## Exercise directions
The required output is the line with "of the fallen" and each line that follows it to the end of the entries below, copied exactly and with nothing added.

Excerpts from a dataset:

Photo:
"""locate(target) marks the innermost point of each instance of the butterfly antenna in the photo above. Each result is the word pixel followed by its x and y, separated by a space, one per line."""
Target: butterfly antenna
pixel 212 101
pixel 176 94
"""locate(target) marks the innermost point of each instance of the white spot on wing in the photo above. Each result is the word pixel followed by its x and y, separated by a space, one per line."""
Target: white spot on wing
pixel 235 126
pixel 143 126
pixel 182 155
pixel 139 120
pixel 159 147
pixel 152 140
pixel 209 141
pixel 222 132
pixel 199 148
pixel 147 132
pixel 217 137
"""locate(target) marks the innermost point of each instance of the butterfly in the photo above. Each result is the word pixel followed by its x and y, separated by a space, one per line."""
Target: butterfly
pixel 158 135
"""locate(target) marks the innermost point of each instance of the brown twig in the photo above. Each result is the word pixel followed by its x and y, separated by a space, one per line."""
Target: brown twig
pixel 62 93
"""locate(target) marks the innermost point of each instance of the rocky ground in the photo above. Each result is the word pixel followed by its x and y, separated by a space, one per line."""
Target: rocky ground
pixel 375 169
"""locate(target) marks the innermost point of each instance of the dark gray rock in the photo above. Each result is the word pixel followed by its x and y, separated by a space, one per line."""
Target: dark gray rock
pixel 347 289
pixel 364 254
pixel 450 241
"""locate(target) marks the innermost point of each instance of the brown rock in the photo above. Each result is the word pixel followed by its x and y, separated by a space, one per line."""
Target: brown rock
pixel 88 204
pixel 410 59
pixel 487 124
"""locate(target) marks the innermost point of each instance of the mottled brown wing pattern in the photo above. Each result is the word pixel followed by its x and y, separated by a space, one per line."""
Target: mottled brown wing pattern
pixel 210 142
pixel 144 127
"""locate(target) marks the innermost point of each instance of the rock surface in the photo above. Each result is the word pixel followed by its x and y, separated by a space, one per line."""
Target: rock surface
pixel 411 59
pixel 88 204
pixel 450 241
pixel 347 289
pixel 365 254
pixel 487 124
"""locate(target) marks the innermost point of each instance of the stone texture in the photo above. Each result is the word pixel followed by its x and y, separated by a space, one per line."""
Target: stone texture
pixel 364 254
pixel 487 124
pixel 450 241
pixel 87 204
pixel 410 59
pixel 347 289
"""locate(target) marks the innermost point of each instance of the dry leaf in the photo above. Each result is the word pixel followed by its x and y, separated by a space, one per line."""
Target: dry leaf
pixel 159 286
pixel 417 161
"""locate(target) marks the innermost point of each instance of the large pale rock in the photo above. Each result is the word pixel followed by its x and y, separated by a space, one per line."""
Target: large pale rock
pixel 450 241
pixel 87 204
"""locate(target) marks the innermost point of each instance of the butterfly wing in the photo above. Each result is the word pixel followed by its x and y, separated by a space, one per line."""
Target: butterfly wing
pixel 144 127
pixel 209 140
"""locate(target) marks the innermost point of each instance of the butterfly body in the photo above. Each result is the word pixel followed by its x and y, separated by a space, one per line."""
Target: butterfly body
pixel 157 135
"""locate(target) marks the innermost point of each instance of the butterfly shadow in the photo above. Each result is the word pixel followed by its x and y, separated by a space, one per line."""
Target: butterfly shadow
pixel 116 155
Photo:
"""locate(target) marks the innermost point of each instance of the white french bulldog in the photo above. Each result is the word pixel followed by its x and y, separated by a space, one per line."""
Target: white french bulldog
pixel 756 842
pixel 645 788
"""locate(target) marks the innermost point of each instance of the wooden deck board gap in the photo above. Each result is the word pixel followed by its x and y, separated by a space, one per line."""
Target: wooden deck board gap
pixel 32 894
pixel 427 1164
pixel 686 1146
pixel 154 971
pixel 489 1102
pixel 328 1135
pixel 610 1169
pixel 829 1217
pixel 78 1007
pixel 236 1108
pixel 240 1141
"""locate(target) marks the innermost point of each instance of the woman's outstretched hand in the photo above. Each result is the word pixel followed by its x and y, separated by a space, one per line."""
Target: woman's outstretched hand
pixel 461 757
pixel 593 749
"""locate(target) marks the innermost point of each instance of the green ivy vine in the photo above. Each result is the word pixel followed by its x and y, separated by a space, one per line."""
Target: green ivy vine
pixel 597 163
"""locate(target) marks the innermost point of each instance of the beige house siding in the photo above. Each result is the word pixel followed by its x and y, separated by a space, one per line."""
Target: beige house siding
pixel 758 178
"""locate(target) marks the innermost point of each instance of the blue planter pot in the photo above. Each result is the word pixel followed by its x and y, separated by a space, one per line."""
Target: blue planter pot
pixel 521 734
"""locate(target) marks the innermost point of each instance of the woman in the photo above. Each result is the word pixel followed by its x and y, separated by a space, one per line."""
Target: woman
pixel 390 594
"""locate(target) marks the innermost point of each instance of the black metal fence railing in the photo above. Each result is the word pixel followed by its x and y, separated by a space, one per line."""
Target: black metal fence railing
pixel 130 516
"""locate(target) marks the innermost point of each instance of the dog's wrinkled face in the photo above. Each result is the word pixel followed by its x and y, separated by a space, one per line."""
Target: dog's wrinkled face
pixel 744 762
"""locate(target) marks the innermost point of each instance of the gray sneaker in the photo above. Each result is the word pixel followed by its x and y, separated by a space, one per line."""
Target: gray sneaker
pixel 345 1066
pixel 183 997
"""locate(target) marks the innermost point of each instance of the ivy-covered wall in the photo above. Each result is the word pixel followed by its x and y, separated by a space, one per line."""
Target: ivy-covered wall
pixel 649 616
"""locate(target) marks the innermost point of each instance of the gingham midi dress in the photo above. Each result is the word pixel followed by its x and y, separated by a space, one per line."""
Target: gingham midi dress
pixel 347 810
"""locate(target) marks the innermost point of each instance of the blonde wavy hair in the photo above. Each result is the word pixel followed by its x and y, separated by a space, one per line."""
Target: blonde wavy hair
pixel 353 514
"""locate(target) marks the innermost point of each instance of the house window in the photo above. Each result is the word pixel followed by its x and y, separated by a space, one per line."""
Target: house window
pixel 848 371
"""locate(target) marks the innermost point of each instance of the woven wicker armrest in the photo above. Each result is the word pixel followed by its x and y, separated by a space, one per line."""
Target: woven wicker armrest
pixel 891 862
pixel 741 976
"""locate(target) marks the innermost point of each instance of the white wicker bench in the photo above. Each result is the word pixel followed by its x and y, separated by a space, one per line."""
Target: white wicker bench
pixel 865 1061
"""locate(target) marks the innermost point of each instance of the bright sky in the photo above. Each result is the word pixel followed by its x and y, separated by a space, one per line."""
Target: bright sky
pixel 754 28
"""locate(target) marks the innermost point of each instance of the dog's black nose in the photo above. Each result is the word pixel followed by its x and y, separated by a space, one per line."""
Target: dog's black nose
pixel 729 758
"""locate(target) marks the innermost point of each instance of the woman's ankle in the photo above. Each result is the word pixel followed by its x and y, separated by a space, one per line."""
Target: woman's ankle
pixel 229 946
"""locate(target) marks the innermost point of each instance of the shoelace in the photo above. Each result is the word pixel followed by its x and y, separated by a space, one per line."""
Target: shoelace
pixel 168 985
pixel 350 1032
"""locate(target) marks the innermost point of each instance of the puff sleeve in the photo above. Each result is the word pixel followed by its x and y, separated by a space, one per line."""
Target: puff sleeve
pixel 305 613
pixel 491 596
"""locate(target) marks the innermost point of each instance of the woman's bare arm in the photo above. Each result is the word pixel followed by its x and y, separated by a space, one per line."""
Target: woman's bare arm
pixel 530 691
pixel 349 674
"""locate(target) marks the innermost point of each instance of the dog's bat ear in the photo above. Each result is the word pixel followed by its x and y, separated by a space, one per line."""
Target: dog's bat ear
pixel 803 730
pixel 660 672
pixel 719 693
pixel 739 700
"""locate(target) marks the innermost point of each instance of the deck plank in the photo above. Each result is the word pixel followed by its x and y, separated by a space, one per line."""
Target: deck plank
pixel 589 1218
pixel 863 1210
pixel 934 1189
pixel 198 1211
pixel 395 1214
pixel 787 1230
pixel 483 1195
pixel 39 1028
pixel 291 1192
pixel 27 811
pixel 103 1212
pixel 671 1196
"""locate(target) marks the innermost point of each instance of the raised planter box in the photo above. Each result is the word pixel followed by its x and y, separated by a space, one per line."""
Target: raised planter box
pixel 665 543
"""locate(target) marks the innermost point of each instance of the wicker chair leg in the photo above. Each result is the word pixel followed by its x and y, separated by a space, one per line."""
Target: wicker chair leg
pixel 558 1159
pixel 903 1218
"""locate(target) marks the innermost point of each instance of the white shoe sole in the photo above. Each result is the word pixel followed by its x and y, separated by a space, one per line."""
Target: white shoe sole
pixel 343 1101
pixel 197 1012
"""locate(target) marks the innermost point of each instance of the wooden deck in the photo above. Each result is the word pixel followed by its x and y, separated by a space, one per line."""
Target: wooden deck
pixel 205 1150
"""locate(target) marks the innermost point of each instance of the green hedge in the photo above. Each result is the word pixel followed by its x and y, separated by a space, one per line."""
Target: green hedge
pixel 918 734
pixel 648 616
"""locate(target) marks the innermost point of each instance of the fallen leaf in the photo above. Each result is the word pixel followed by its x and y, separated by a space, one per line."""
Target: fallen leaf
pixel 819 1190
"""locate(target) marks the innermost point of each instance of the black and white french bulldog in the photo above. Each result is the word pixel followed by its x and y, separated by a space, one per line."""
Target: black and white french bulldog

## Solution to this exercise
"""locate(target) marks the innermost point of each instance of the fallen leaf in the photo above. Each result is the word pixel followed by its x and y, separated by a space, one per line."""
Target: fallen leaf
pixel 819 1190
"""locate(target) marks the innermost point of each instance of the black and white french bulldog in the photo above. Each result is the word pixel followed by its x and y, separated by a space, one per line."""
Target: black and white french bulldog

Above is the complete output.